- _Extracted text_:
>> Start

Single-Income Home Buying in Metro Vancouver After Divorce 2026: Realistic Price Ranges, Property Types, and Neighbourhood Strategy Across Burnaby, North Vancouver, Coquitlam, Richmond, and New Westminster
By Mohamed Mansour, MBA and Associate Broker — Mansour Real Estate Group | Fraser Valley and Lower Mainland, BC | Published: July 14, 2026 | Topic: Post-Divorce Home Buying, Metro Vancouver Submarkets
Re-entering the real estate market on a single income after divorce is one of the most financially specific situations a buyer faces. The challenges are real — reduced down payment from asset division, a stress-tested mortgage qualification that shrinks purchasing power, and the practical need to stay within a school catchment or close to shared custody arrangements. This guide addresses those constraints directly, with realistic price ranges and neighbourhood-specific guidance for Burnaby, North Vancouver, Coquitlam, Richmond, and New Westminster.
Metro Vancouver's buyer's market conditions in 2026 offer genuine opportunity for this demographic. Benchmark prices are down from their peak, inventory is elevated, and negotiating leverage has shifted. The question is knowing exactly where your budget works — and which property types in which neighbourhoods give you the best combination of affordability, school access, and long-term stability.

>> End

- _Stated goal A_:
What publication date does the home-buying guide give?

- _Raw data_:
>> Start

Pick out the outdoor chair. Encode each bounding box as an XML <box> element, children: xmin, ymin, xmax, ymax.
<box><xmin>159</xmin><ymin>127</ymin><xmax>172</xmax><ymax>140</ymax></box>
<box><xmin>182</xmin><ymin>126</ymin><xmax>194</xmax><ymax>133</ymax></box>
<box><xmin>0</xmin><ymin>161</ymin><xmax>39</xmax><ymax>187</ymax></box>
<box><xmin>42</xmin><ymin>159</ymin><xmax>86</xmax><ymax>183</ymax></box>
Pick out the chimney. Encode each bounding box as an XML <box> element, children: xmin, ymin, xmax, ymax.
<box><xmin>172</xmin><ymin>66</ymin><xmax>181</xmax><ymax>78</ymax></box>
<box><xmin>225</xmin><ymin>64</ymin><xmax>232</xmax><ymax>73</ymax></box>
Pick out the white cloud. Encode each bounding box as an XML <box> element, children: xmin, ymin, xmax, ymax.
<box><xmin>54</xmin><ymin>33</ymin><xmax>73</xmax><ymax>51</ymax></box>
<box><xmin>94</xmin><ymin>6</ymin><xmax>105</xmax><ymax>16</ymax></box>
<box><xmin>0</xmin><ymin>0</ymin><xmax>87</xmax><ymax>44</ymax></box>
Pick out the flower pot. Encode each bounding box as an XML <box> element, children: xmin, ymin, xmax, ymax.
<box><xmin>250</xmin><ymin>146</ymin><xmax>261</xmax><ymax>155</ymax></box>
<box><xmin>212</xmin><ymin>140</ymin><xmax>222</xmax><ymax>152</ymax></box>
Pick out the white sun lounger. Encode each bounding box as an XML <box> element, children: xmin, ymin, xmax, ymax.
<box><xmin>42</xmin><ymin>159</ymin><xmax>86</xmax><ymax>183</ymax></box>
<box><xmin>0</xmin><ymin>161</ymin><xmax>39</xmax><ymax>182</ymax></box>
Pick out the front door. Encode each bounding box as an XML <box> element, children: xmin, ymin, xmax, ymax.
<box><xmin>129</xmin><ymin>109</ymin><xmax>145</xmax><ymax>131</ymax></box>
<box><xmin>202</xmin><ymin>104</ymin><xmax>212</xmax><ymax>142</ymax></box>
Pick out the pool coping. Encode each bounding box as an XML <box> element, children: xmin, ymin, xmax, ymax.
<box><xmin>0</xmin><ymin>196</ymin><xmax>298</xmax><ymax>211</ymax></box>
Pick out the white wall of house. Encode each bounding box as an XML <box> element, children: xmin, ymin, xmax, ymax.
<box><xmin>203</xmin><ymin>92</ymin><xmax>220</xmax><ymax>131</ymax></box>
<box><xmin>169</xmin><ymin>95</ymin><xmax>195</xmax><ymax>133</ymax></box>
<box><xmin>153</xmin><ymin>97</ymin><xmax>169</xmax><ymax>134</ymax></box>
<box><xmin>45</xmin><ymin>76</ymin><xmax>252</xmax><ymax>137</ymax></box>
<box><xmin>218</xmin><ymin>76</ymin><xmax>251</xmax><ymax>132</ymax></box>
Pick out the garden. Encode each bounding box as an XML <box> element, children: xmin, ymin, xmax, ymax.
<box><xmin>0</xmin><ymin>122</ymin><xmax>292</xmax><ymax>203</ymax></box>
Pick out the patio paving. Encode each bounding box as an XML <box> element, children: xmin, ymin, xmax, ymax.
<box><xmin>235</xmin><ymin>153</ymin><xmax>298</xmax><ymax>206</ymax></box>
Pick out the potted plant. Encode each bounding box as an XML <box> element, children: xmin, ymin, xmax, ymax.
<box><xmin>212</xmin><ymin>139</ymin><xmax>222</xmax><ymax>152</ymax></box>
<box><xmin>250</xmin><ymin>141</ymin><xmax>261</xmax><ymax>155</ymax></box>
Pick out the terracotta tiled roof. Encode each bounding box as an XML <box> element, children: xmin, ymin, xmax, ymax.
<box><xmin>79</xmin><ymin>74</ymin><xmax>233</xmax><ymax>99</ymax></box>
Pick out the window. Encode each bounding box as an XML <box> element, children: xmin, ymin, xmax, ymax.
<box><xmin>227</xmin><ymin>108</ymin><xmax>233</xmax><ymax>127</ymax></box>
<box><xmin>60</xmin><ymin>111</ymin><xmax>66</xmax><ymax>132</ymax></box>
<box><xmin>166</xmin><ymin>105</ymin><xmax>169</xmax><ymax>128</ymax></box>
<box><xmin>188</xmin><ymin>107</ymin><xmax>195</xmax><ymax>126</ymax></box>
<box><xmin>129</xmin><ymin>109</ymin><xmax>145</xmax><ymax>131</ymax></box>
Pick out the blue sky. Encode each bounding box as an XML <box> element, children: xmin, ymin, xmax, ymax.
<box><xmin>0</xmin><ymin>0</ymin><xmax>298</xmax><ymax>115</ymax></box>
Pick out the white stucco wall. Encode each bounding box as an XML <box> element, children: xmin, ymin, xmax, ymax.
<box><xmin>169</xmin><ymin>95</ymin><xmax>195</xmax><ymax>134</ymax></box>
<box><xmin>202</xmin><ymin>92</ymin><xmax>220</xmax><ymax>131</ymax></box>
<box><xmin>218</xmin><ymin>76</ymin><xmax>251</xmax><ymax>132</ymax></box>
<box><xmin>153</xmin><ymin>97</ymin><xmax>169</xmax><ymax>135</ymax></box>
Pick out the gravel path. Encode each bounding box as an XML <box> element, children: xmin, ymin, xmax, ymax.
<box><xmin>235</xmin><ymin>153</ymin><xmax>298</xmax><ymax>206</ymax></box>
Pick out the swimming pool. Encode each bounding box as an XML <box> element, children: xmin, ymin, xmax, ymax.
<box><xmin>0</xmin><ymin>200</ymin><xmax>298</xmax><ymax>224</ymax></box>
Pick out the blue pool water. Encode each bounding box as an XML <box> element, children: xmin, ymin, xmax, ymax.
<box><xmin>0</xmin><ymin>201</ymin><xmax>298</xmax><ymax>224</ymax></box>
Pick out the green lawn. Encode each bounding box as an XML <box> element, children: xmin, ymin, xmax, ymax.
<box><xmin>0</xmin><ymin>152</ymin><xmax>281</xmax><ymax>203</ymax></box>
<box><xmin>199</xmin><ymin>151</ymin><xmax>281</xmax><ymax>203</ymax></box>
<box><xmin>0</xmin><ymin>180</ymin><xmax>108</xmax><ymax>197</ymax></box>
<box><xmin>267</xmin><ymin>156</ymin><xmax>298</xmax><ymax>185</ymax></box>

>> End

- _Stated goal B_:
From the records, pull out every line that contains the string "pool", matching case exactly.

- _Correct answer A_:
July 14, 2026

- _Correct answer B_:
Pick out the pool coping. Encode each bounding box as an XML <box> element, children: xmin, ymin, xmax, ymax.
Pick out the swimming pool. Encode each bounding box as an XML <box> element, children: xmin, ymin, xmax, ymax.
Pick out the blue pool water. Encode each bounding box as an XML <box> element, children: xmin, ymin, xmax, ymax.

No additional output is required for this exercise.